## Start DATA FOR THE TASK

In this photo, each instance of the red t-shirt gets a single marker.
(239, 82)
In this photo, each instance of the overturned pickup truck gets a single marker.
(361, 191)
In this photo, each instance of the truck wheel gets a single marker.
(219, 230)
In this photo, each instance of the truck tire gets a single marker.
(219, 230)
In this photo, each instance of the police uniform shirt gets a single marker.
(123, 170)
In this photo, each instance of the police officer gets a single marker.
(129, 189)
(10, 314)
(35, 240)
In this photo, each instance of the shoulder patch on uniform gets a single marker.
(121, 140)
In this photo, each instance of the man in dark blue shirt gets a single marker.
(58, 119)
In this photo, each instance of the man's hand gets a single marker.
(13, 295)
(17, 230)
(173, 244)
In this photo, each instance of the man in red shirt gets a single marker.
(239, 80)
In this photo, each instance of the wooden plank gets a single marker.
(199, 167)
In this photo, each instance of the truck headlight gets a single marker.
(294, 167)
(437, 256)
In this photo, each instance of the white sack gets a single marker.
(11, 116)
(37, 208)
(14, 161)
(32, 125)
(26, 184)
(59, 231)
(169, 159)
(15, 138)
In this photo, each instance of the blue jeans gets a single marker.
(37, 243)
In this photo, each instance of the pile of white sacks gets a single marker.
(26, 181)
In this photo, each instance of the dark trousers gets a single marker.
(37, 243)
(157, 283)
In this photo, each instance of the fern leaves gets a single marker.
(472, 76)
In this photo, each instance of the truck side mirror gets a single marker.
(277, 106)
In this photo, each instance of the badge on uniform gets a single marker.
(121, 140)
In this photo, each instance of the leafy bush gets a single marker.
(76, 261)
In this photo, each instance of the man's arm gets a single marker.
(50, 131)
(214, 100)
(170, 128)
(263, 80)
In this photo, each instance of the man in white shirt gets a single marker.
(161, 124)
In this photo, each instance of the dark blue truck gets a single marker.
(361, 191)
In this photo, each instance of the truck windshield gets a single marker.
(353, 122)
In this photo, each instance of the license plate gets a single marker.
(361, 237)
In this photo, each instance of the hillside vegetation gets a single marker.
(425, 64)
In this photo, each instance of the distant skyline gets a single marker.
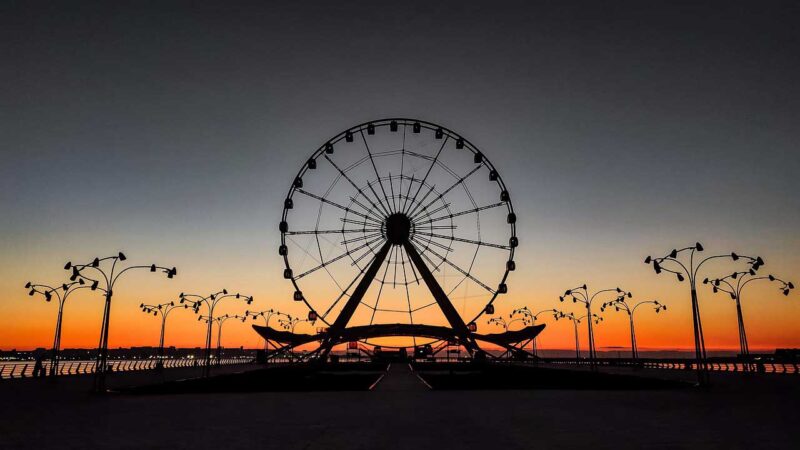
(172, 131)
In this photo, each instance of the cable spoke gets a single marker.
(446, 191)
(332, 203)
(425, 178)
(464, 272)
(468, 241)
(342, 231)
(342, 172)
(361, 238)
(461, 213)
(331, 261)
(380, 288)
(374, 167)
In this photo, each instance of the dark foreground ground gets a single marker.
(401, 412)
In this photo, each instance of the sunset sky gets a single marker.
(173, 134)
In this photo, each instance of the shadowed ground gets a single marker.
(739, 412)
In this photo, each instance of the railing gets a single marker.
(24, 369)
(761, 365)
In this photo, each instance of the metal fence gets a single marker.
(775, 366)
(24, 369)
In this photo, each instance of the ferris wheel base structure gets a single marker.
(506, 340)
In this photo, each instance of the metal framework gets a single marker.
(392, 219)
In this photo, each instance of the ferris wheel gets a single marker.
(398, 221)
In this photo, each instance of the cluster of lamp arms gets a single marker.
(684, 263)
(102, 274)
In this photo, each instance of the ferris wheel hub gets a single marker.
(398, 228)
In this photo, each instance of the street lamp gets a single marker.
(533, 317)
(163, 309)
(575, 322)
(290, 323)
(220, 320)
(690, 268)
(109, 277)
(581, 294)
(621, 305)
(266, 315)
(507, 323)
(210, 301)
(734, 289)
(61, 293)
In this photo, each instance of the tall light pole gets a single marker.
(575, 322)
(689, 268)
(221, 320)
(266, 315)
(524, 311)
(210, 301)
(621, 305)
(162, 309)
(61, 293)
(109, 277)
(581, 294)
(507, 323)
(290, 323)
(733, 285)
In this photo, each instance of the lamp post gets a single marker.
(266, 315)
(581, 294)
(290, 323)
(163, 309)
(524, 311)
(109, 277)
(690, 268)
(575, 322)
(61, 293)
(733, 285)
(506, 324)
(621, 305)
(210, 301)
(221, 320)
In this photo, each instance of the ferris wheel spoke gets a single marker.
(433, 211)
(342, 231)
(332, 203)
(424, 254)
(384, 208)
(408, 192)
(361, 238)
(458, 182)
(358, 189)
(463, 272)
(369, 251)
(380, 288)
(428, 172)
(330, 261)
(429, 241)
(468, 241)
(365, 208)
(461, 213)
(374, 167)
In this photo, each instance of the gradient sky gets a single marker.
(172, 131)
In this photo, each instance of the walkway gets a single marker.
(400, 377)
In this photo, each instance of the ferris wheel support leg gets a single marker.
(450, 313)
(335, 331)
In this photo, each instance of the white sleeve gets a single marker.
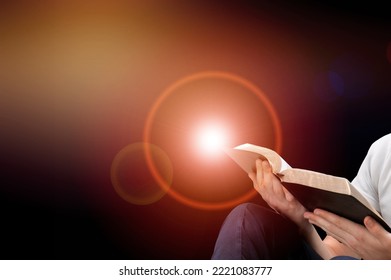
(374, 176)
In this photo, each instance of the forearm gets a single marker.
(315, 241)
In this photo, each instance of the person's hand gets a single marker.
(276, 196)
(370, 241)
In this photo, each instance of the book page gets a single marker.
(247, 161)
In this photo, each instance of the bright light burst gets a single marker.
(211, 139)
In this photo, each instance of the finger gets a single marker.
(374, 227)
(253, 178)
(335, 226)
(259, 175)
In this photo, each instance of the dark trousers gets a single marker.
(252, 231)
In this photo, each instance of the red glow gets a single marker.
(197, 99)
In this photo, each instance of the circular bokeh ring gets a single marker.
(169, 91)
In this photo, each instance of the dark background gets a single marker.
(77, 81)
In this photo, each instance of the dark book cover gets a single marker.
(343, 205)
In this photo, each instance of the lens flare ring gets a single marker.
(151, 117)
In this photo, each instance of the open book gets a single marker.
(312, 189)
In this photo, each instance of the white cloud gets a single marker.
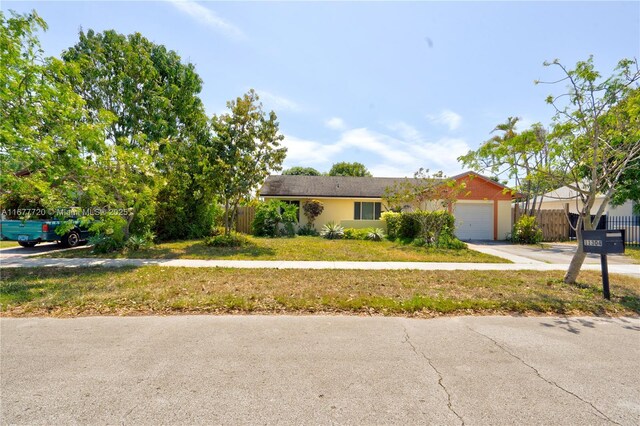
(335, 123)
(307, 152)
(447, 118)
(277, 102)
(208, 17)
(383, 154)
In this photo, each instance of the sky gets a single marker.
(397, 86)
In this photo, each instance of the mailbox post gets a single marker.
(604, 242)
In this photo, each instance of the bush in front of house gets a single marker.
(275, 219)
(423, 228)
(526, 231)
(332, 231)
(308, 231)
(355, 234)
(375, 234)
(233, 240)
(312, 209)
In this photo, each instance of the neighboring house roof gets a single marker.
(342, 186)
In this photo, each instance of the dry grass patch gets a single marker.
(166, 290)
(299, 248)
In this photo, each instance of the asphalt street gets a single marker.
(320, 370)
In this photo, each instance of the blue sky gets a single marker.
(396, 86)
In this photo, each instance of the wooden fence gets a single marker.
(554, 223)
(245, 219)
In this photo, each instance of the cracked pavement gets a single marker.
(320, 369)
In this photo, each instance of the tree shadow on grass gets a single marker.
(250, 250)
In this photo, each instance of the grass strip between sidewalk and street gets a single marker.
(161, 290)
(298, 248)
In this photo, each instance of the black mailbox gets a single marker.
(604, 241)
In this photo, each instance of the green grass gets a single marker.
(633, 252)
(167, 290)
(299, 248)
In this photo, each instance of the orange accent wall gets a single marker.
(479, 188)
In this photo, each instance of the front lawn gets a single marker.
(299, 248)
(633, 252)
(8, 244)
(165, 290)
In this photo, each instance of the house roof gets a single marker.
(326, 186)
(340, 186)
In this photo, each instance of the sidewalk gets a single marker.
(632, 270)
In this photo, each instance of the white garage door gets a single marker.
(474, 221)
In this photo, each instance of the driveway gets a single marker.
(320, 370)
(20, 252)
(554, 253)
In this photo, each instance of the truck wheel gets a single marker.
(72, 239)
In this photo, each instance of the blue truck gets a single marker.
(28, 233)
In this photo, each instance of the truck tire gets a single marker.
(72, 239)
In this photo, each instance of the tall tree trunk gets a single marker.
(227, 225)
(577, 260)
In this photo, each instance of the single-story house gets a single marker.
(559, 198)
(482, 212)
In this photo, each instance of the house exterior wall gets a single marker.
(477, 190)
(336, 210)
(505, 220)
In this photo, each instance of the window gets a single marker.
(366, 211)
(296, 202)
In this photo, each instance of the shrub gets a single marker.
(137, 242)
(312, 209)
(526, 231)
(233, 240)
(104, 244)
(375, 234)
(308, 230)
(426, 225)
(392, 219)
(270, 215)
(355, 234)
(409, 226)
(108, 234)
(216, 230)
(332, 231)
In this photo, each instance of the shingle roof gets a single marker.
(326, 186)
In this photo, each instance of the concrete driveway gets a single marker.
(21, 252)
(555, 253)
(310, 370)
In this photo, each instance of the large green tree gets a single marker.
(522, 157)
(157, 122)
(349, 169)
(46, 136)
(594, 141)
(243, 149)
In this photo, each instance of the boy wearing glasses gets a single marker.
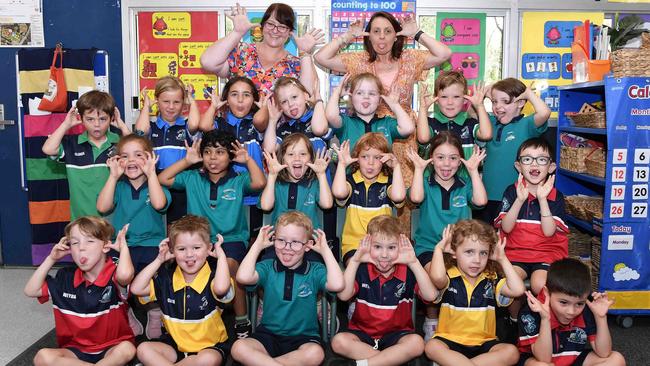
(532, 217)
(288, 333)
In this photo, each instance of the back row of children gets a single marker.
(217, 188)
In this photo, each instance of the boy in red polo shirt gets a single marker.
(384, 275)
(89, 299)
(555, 327)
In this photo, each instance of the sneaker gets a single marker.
(134, 323)
(243, 330)
(154, 323)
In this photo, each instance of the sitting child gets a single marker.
(288, 333)
(381, 328)
(89, 299)
(557, 329)
(188, 293)
(471, 290)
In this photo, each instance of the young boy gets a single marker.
(89, 299)
(381, 328)
(188, 292)
(85, 155)
(532, 217)
(555, 327)
(217, 193)
(288, 333)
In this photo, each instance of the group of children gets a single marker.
(272, 154)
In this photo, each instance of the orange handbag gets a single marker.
(55, 98)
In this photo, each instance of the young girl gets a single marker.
(444, 198)
(170, 131)
(293, 109)
(366, 90)
(510, 128)
(465, 263)
(369, 190)
(137, 199)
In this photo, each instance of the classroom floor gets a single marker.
(23, 321)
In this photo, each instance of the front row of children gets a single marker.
(470, 275)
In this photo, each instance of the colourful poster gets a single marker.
(545, 57)
(464, 33)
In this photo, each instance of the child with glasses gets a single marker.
(532, 217)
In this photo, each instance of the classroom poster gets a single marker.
(171, 43)
(546, 52)
(464, 33)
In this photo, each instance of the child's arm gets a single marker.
(397, 191)
(602, 346)
(542, 111)
(428, 292)
(107, 194)
(437, 269)
(51, 145)
(546, 216)
(335, 281)
(340, 187)
(543, 347)
(258, 180)
(362, 255)
(221, 281)
(141, 282)
(423, 132)
(416, 192)
(34, 287)
(142, 123)
(319, 166)
(514, 286)
(193, 156)
(267, 198)
(484, 126)
(510, 219)
(405, 125)
(246, 274)
(479, 195)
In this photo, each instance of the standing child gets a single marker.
(89, 299)
(217, 193)
(85, 155)
(369, 190)
(366, 91)
(188, 292)
(557, 329)
(170, 131)
(288, 333)
(444, 198)
(381, 328)
(509, 129)
(465, 269)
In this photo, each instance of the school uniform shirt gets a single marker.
(439, 208)
(133, 206)
(221, 202)
(498, 167)
(290, 296)
(353, 127)
(527, 242)
(169, 140)
(246, 133)
(467, 312)
(191, 312)
(568, 340)
(366, 201)
(86, 170)
(89, 316)
(383, 304)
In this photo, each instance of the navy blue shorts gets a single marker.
(277, 345)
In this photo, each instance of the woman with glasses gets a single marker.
(265, 61)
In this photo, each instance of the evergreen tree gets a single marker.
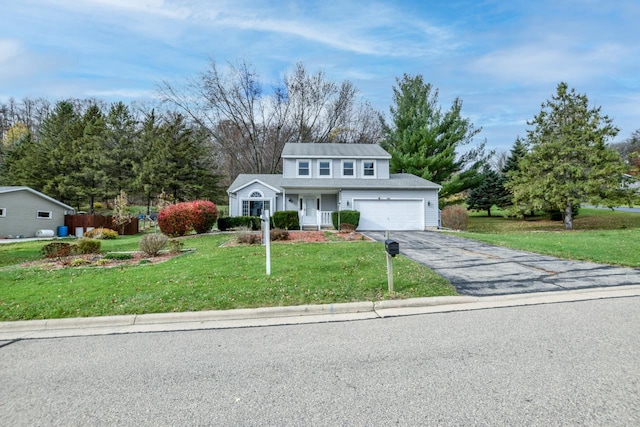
(89, 156)
(121, 150)
(425, 141)
(57, 164)
(490, 192)
(569, 162)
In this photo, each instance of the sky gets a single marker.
(502, 58)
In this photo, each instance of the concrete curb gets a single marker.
(271, 316)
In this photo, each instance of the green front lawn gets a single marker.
(211, 277)
(600, 235)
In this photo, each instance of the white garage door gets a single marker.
(390, 214)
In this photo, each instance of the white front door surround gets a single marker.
(309, 210)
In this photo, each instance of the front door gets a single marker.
(309, 210)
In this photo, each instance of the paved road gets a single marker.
(557, 364)
(481, 269)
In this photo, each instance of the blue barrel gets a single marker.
(63, 231)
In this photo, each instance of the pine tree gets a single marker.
(424, 140)
(569, 162)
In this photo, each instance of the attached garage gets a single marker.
(390, 214)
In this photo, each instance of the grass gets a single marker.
(211, 277)
(602, 236)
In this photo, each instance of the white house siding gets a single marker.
(428, 199)
(20, 216)
(290, 168)
(235, 203)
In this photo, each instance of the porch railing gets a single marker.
(324, 219)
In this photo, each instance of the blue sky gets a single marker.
(503, 58)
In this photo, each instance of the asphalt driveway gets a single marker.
(481, 269)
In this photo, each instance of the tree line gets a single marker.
(565, 160)
(226, 121)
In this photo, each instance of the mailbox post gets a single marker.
(392, 248)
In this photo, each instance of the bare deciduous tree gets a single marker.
(250, 124)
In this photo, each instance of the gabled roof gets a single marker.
(302, 150)
(396, 181)
(11, 189)
(243, 180)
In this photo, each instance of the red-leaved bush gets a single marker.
(180, 219)
(204, 215)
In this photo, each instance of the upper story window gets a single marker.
(304, 168)
(369, 169)
(348, 168)
(44, 215)
(324, 168)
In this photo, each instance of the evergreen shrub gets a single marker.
(101, 234)
(287, 220)
(88, 246)
(346, 217)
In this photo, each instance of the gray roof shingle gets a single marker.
(395, 181)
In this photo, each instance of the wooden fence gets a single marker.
(74, 222)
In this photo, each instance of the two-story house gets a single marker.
(318, 179)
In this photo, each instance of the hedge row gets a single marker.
(346, 217)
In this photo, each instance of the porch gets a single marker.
(321, 221)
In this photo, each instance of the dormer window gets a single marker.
(369, 169)
(348, 168)
(324, 168)
(304, 168)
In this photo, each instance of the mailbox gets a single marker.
(392, 247)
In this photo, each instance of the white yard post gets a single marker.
(389, 266)
(267, 238)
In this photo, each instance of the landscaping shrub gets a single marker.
(118, 256)
(175, 245)
(101, 234)
(278, 234)
(88, 246)
(287, 220)
(56, 250)
(152, 244)
(203, 216)
(346, 217)
(182, 218)
(175, 220)
(455, 217)
(347, 228)
(246, 236)
(558, 215)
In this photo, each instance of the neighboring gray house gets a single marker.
(318, 179)
(24, 211)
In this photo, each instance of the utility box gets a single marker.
(392, 247)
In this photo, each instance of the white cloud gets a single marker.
(549, 62)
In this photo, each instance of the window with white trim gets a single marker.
(348, 168)
(324, 168)
(44, 215)
(304, 167)
(369, 169)
(255, 205)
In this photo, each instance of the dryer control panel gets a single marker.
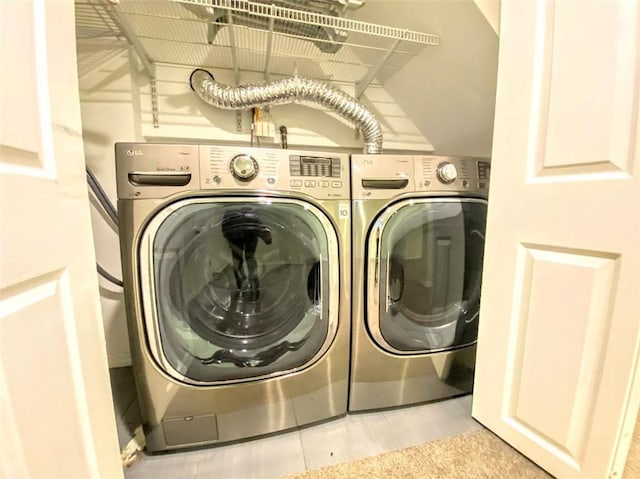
(387, 176)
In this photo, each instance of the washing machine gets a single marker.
(236, 266)
(418, 242)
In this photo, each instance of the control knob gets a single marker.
(447, 173)
(243, 167)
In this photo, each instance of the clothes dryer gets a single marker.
(236, 265)
(418, 242)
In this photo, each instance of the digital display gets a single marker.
(313, 160)
(314, 166)
(484, 170)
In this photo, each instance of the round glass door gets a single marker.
(239, 288)
(429, 265)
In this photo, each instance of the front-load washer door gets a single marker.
(424, 261)
(236, 289)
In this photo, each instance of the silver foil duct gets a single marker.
(289, 90)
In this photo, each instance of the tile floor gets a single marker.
(339, 440)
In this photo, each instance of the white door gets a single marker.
(56, 414)
(560, 315)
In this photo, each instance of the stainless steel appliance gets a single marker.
(418, 241)
(236, 265)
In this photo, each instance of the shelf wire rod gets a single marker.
(120, 19)
(362, 85)
(236, 69)
(267, 62)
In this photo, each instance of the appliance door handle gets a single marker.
(384, 183)
(159, 178)
(376, 267)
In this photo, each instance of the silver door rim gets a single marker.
(373, 266)
(149, 310)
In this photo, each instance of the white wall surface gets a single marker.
(448, 90)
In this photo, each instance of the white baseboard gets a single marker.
(119, 360)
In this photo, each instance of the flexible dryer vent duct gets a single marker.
(289, 90)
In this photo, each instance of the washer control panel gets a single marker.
(323, 176)
(244, 167)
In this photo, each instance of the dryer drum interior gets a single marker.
(240, 288)
(431, 257)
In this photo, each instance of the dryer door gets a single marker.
(425, 268)
(237, 289)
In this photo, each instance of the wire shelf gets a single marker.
(177, 32)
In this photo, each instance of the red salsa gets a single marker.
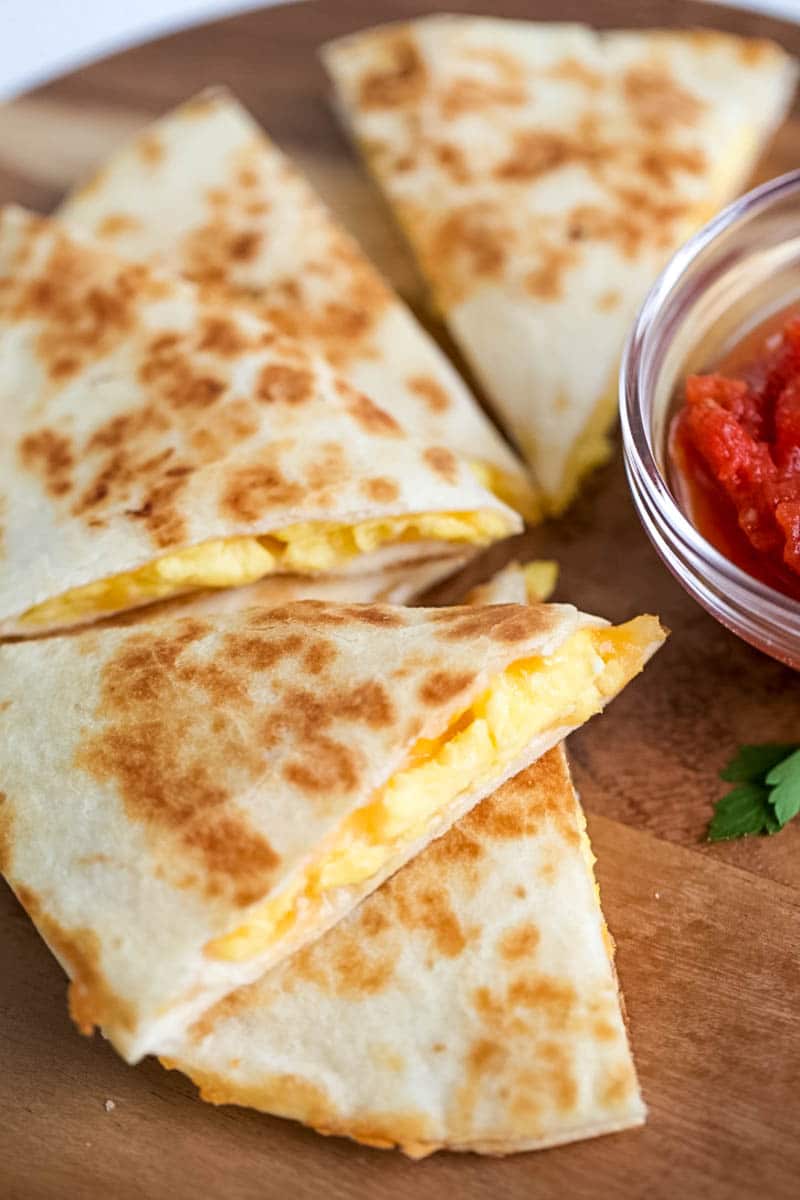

## End DATA FOR THE TASK

WHAT IS BEING ASKED:
Please find each line in the records above that contains the word "gray" and copy every such line in full.

WORKED ANSWER:
In this photo, each instance of the gray roof shingle gets a single marker.
In this photo, each instance of the neighboring gray house gets a single marker.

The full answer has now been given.